> [GIVEN PROBLEM A]:
Rewrite everything from "Lloyd Lyne Dines" down to "on linear inequalities." in the article on Lloyd Dines, putting "early" in place of "pioneering".

> [PAGE TEXT]:
· · ·

= Lloyd Dines =

American-Canadian mathematician

Lloyd Lyne Dines (29 March 1885, in Shelbyville, Missouri – 17 January 1964, in Quincy, Illinois) was an American-Canadian mathematician, known for his pioneering work on linear inequalities.

==Education and career==
Dines received B.A. in 1906 and M.A. in 1907 from Northwestern University and Ph.D. in 1911 from the University of Chicago under Gilbert Bliss with thesis The highest common factor of a system of polynomials in one variable, with an application to implicit functions. In 1911 he became an instructor of mathematics at Columbia University and then became an associate professor at the University of Arizona. From 1915 to 1934 he was a professor at the University of Saskatchewan. In 1928 he was elected to the Royal Society of Canada. In 1932 he was an invited speaker at the International Congress of Mathematicians in Zürich. From 1934 to 1945 he was a professor at the Carnegie Institute of Technology and chair of the mathematics department. After his retirement in 1945, Dines held visiting professorships at the University of Saskatchewan, Smith College, and Northwestern University.

==Selected publications==
- Dines, Lloyd L. (1913). "Concerning two recent theorems on implicit functions"

· · ·

> [GIVEN PROBLEM B]:
Copy out each line in the rows below that contains the string "Query". Case counts.

> [RECORDS TO PROCESS]:
· · ·

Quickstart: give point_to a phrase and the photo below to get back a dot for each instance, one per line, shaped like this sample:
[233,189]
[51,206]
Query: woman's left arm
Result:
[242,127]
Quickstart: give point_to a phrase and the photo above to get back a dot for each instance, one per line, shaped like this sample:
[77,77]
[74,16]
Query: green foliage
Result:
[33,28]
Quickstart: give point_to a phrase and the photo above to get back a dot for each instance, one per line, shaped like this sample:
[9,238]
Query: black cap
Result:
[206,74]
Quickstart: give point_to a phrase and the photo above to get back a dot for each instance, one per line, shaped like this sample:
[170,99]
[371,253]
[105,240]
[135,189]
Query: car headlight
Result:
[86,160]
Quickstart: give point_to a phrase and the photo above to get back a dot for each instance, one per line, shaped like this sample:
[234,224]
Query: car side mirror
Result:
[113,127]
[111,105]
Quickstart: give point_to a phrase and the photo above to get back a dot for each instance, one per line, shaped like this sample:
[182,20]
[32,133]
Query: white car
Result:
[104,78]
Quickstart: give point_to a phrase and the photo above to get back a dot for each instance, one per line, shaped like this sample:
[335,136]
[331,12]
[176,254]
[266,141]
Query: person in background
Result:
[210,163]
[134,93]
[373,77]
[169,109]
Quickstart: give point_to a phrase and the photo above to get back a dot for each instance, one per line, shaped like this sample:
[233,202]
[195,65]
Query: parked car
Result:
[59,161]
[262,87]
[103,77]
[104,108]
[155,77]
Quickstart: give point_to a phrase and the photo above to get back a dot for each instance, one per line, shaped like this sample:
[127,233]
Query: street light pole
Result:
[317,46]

· · ·

> [WRITTEN RESPONSE A]:
Lloyd Lyne Dines (29 March 1885, in Shelbyville, Missouri – 17 January 1964, in Quincy, Illinois) was an American-Canadian mathematician, known for his early work on linear inequalities.

> [WRITTEN RESPONSE B]:
Query: woman's left arm
Query: green foliage
Query: black cap
Query: car headlight
Query: car side mirror
Query: white car
Query: person in background
Query: parked car
Query: street light pole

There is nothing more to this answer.